- _WHAT IS BEING ASKED_:
Below are records with pictures in them. Output exactly the lines from the one with "Query: yellow spot on elytra" through the one with "the dry grass", both included, and leave every picture out; give only those lines.

== RECORDED INFORMATION

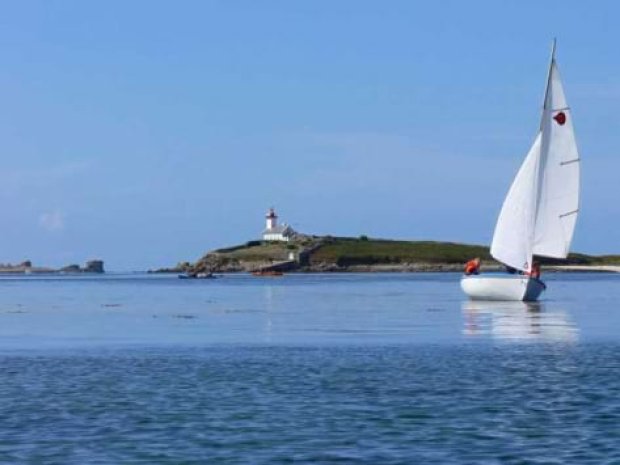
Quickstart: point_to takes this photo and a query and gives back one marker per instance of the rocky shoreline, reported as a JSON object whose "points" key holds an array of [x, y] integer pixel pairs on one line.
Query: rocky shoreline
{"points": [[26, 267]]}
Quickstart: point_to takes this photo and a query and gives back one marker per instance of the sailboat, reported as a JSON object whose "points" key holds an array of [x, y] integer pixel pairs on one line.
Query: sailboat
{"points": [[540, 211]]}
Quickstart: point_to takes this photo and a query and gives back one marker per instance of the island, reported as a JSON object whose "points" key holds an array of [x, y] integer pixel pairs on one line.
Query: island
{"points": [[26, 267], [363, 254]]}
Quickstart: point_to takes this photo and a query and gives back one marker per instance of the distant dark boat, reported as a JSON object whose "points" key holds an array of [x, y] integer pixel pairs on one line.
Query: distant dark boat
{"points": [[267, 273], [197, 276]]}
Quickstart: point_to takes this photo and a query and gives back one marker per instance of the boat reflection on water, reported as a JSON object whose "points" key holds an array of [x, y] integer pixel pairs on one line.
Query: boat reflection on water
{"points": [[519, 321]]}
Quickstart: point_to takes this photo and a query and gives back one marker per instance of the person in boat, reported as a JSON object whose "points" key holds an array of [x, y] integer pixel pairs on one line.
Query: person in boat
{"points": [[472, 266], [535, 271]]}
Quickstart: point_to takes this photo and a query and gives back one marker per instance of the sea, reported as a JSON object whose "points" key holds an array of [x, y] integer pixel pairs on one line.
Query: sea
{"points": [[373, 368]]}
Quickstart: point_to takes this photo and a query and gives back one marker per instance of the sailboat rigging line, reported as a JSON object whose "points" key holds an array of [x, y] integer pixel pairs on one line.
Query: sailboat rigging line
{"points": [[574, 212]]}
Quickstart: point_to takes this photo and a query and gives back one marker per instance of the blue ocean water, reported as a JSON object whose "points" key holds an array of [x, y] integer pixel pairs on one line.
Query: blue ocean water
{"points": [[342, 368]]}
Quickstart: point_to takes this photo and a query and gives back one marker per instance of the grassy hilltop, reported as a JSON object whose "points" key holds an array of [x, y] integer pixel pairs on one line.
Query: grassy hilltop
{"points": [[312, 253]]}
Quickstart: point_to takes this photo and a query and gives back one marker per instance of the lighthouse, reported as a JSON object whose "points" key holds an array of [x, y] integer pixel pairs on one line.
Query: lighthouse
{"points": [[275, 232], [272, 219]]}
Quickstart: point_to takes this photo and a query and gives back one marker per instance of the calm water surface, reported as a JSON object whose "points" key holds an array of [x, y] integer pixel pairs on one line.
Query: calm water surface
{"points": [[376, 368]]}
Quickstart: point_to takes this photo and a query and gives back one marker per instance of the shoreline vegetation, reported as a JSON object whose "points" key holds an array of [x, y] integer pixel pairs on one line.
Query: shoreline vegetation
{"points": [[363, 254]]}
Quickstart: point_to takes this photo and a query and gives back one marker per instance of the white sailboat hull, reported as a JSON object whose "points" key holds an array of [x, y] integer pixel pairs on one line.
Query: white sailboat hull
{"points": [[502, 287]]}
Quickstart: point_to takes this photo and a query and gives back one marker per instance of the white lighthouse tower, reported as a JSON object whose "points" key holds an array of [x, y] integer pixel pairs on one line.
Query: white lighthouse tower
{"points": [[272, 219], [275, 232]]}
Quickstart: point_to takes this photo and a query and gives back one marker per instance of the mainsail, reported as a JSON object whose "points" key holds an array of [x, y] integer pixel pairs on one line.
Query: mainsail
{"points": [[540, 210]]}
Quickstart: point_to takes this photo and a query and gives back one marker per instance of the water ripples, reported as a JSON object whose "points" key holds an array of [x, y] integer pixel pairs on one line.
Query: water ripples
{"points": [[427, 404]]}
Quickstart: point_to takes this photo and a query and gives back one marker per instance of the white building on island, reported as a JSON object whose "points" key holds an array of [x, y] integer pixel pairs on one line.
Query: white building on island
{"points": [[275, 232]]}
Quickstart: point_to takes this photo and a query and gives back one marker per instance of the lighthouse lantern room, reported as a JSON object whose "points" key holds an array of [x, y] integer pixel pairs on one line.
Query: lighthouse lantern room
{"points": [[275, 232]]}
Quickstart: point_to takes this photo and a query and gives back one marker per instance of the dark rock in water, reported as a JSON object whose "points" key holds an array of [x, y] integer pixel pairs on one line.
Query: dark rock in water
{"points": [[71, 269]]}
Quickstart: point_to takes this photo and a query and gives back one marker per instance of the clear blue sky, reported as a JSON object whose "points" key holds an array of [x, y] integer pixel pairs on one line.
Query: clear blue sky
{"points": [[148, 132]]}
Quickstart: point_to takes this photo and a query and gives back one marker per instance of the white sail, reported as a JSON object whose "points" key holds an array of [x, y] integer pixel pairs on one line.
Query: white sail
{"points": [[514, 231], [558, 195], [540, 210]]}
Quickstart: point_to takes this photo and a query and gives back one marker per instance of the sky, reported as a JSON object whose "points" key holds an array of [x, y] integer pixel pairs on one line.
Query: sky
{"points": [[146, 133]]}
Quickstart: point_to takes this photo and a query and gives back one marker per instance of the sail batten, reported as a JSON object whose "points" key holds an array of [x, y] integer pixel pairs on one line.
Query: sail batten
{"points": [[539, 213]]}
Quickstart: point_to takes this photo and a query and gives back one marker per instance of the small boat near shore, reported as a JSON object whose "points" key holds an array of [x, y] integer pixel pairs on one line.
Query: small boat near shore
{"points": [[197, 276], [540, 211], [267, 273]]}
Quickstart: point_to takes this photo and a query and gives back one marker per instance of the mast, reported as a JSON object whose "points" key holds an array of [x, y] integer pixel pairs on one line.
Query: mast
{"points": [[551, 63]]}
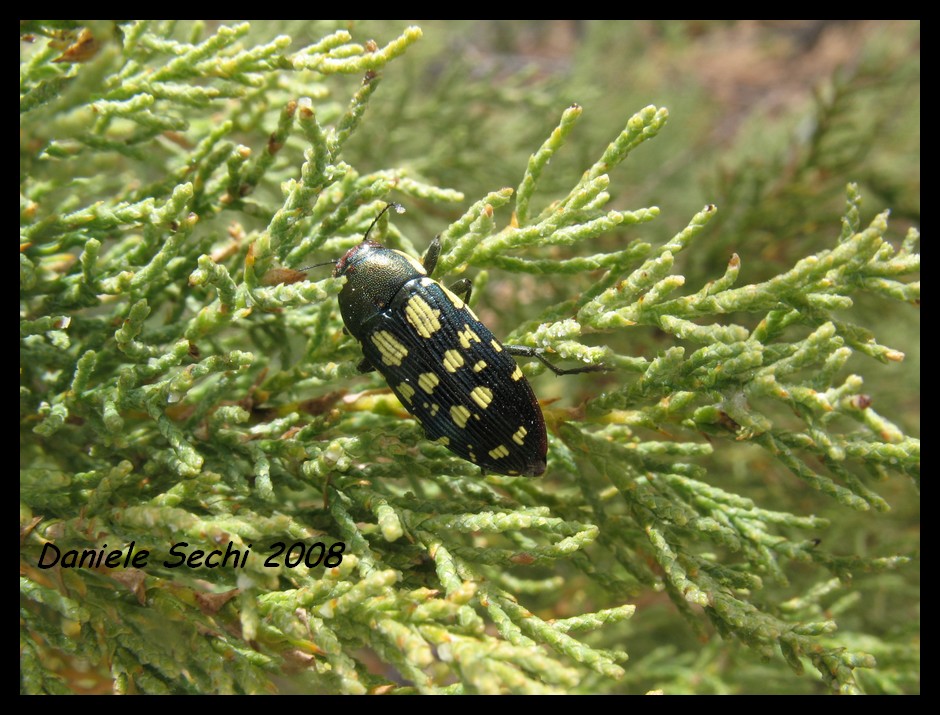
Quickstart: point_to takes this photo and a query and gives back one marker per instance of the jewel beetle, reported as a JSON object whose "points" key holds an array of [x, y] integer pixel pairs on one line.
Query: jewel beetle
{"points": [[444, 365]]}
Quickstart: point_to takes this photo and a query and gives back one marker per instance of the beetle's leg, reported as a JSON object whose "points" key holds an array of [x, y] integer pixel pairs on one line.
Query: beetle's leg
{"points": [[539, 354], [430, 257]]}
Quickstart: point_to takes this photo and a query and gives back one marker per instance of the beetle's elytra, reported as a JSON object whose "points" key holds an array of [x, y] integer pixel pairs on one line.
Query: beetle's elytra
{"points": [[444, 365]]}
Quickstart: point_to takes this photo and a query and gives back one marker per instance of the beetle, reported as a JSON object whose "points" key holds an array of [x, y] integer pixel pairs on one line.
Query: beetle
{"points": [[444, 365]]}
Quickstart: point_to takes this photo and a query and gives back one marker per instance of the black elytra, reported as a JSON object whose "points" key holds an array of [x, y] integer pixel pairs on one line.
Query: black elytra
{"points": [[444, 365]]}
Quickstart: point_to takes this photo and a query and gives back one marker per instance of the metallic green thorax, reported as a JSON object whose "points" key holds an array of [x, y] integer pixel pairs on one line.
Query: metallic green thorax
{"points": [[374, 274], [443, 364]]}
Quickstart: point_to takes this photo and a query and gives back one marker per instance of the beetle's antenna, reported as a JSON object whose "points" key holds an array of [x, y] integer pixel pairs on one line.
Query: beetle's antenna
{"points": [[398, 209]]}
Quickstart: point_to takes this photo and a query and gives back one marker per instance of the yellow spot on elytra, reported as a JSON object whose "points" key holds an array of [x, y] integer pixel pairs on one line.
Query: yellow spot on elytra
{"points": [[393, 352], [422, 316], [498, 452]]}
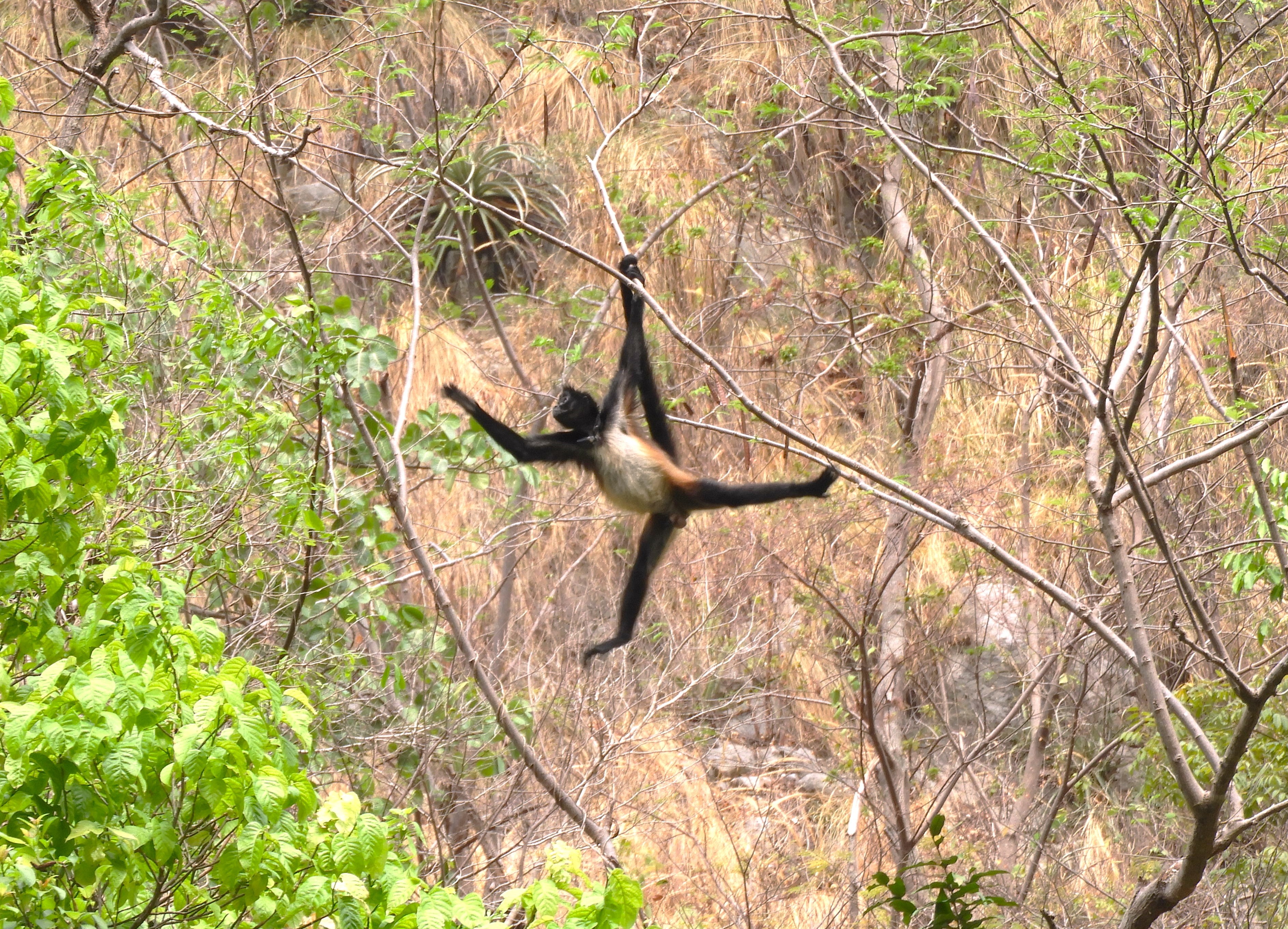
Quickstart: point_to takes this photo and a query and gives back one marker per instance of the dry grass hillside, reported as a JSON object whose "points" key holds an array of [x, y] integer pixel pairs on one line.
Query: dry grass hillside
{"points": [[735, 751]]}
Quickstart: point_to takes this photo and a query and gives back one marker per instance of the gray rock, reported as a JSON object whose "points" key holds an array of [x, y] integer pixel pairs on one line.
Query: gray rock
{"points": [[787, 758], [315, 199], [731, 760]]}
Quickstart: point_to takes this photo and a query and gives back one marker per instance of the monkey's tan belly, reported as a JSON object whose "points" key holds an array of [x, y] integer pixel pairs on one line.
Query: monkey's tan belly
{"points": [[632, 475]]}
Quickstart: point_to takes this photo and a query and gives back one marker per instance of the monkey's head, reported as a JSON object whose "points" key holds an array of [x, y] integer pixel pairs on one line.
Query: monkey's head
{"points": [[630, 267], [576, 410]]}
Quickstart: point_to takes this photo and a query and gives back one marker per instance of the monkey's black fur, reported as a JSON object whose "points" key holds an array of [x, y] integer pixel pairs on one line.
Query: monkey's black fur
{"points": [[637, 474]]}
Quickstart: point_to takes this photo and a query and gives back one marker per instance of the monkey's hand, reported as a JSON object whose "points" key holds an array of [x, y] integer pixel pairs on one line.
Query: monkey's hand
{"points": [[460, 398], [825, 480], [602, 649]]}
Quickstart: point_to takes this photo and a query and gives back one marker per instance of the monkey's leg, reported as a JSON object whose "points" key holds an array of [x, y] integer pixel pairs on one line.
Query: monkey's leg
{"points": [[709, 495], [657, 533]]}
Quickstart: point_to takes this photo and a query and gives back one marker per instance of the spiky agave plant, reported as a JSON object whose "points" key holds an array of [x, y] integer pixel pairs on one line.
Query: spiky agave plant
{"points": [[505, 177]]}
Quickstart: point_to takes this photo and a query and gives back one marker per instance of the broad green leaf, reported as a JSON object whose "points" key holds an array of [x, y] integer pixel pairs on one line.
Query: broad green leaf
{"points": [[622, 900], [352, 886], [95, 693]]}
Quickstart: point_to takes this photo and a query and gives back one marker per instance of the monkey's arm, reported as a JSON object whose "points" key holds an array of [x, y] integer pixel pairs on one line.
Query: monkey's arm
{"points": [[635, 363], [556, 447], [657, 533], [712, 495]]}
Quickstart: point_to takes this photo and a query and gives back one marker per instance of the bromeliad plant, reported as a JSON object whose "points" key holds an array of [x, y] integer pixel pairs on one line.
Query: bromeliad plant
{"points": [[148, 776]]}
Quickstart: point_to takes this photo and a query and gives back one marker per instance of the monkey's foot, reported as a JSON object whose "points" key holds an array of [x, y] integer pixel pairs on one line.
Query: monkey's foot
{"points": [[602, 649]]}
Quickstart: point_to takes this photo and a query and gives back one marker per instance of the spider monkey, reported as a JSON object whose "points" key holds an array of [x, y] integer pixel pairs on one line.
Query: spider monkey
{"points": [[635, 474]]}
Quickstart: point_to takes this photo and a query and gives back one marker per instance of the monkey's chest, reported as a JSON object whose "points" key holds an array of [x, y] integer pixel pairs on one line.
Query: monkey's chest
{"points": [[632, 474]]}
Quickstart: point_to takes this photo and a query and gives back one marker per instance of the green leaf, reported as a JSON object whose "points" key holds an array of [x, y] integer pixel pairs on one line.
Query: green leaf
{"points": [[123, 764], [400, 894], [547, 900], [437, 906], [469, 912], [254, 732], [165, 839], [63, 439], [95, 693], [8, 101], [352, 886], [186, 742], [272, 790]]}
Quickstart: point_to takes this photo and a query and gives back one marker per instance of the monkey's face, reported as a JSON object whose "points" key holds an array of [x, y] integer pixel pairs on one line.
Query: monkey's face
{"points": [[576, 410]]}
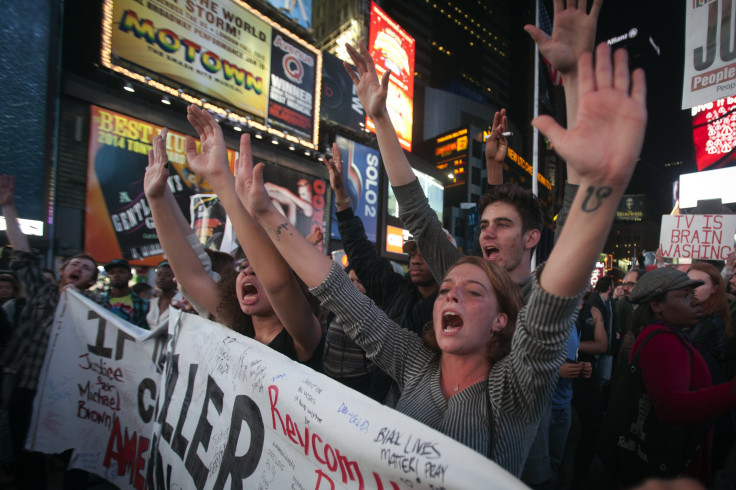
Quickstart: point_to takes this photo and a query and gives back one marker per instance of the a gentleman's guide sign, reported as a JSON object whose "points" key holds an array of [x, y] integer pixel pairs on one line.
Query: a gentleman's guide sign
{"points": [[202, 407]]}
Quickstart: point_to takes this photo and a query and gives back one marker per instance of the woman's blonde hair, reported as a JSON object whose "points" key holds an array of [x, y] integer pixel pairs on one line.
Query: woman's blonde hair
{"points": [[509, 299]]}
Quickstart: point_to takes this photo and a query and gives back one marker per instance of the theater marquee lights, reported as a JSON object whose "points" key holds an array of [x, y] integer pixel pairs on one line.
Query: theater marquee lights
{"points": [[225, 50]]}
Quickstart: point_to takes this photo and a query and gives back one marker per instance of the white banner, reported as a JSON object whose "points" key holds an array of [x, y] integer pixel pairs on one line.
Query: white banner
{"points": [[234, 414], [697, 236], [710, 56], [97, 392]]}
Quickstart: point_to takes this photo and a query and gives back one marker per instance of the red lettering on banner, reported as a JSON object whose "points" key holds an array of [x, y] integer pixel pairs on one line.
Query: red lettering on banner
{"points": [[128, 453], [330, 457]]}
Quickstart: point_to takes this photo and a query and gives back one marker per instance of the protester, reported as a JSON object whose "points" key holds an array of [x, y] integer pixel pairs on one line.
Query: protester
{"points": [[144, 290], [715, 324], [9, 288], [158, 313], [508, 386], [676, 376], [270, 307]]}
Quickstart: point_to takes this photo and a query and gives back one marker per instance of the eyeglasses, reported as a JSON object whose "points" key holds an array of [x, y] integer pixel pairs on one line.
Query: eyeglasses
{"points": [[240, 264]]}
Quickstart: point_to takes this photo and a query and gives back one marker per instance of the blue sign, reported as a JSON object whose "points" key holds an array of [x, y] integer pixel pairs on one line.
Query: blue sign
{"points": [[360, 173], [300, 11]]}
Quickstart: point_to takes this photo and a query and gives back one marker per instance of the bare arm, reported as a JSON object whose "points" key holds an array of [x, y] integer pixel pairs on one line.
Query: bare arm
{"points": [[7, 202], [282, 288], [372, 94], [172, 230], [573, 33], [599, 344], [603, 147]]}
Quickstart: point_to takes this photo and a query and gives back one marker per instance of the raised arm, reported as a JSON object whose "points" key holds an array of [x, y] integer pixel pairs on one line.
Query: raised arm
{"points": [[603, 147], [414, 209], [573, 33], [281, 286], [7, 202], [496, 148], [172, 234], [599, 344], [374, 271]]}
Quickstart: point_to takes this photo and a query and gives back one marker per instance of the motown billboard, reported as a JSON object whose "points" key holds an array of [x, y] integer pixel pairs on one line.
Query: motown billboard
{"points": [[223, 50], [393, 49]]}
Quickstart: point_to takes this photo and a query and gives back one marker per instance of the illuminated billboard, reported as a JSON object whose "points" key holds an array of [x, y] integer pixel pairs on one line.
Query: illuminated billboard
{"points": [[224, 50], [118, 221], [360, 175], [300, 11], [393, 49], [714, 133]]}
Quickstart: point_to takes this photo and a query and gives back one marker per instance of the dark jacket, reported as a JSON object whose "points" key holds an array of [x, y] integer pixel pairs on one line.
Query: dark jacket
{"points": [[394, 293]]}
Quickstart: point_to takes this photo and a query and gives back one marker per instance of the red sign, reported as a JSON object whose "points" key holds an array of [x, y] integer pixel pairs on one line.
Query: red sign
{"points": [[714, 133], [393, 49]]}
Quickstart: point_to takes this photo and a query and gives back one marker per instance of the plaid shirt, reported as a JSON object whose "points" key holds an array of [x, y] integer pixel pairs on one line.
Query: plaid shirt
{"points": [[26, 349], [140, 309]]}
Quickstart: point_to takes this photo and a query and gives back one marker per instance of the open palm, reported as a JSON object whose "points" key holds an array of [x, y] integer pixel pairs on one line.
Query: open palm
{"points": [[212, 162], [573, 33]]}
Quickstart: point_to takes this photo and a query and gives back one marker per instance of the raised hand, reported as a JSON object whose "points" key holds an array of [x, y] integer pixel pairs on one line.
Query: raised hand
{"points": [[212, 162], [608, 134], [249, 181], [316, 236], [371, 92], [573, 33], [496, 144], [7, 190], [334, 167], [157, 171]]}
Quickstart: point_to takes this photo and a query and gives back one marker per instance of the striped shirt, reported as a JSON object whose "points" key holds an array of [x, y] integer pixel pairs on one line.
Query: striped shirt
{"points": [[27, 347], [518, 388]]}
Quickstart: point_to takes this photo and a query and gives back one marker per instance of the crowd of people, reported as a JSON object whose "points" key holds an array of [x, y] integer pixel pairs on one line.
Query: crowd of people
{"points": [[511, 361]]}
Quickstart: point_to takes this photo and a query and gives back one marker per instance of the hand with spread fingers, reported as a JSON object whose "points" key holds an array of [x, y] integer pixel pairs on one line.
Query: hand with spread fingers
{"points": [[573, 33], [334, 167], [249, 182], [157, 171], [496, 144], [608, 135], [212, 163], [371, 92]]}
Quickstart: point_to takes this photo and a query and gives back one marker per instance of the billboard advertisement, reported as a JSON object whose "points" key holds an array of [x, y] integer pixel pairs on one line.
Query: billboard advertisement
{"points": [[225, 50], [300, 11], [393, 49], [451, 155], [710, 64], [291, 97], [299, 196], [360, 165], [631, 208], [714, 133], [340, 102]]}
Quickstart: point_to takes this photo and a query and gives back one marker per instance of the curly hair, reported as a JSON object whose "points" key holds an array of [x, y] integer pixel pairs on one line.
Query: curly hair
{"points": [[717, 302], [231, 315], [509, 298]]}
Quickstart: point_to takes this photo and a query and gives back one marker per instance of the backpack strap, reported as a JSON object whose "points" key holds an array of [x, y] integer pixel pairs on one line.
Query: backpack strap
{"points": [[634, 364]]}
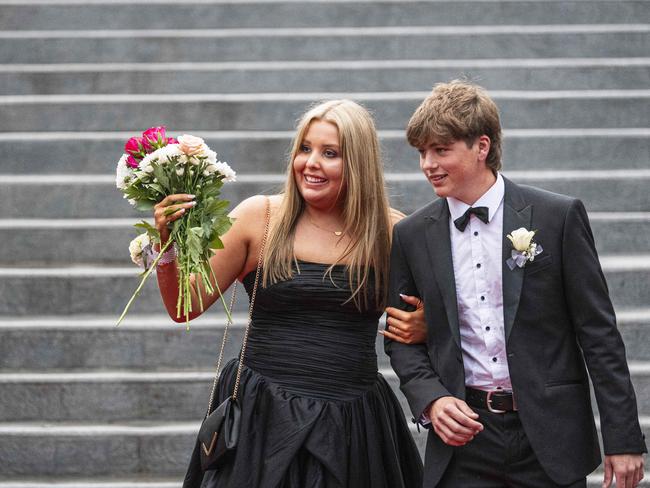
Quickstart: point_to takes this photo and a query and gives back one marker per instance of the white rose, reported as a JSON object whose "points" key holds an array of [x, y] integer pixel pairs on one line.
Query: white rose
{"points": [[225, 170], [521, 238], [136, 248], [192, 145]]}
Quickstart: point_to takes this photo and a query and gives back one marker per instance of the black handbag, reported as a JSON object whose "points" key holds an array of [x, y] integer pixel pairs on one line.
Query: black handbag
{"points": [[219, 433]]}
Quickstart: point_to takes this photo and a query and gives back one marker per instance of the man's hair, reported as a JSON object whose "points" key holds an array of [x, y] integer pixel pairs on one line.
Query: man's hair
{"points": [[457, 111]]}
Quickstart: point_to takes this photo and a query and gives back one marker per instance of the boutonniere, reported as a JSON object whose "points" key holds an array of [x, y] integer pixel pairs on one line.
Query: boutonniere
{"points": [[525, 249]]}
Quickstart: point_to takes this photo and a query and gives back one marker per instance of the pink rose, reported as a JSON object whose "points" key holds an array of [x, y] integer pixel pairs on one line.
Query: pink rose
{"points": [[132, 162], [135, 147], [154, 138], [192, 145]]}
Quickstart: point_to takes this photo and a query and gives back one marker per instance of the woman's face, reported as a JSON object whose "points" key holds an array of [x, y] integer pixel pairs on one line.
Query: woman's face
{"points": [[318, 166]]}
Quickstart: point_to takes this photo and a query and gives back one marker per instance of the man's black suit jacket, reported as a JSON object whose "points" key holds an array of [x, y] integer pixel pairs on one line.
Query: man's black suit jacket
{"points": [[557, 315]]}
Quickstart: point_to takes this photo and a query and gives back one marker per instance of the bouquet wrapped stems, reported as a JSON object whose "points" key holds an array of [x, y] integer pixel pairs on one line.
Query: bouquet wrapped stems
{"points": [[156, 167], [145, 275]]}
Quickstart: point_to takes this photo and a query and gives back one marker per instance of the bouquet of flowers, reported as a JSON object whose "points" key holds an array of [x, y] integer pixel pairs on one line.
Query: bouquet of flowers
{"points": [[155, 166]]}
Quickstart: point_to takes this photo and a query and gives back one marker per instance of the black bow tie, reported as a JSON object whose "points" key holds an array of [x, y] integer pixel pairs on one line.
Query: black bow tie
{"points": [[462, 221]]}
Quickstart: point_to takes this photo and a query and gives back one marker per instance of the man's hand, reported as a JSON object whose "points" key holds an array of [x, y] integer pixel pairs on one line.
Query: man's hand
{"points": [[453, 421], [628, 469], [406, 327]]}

====

- _EXERCISE RESPONSE_:
Query: yellow spot on elytra
{"points": [[393, 352], [422, 316], [498, 452]]}
Quickstart: point_to takes this photo and a query and gives back one marker per instance of the dry grass hillside, reported as a JSON object whose "points" key holds an array of [x, y] integer pixel pairs on one line.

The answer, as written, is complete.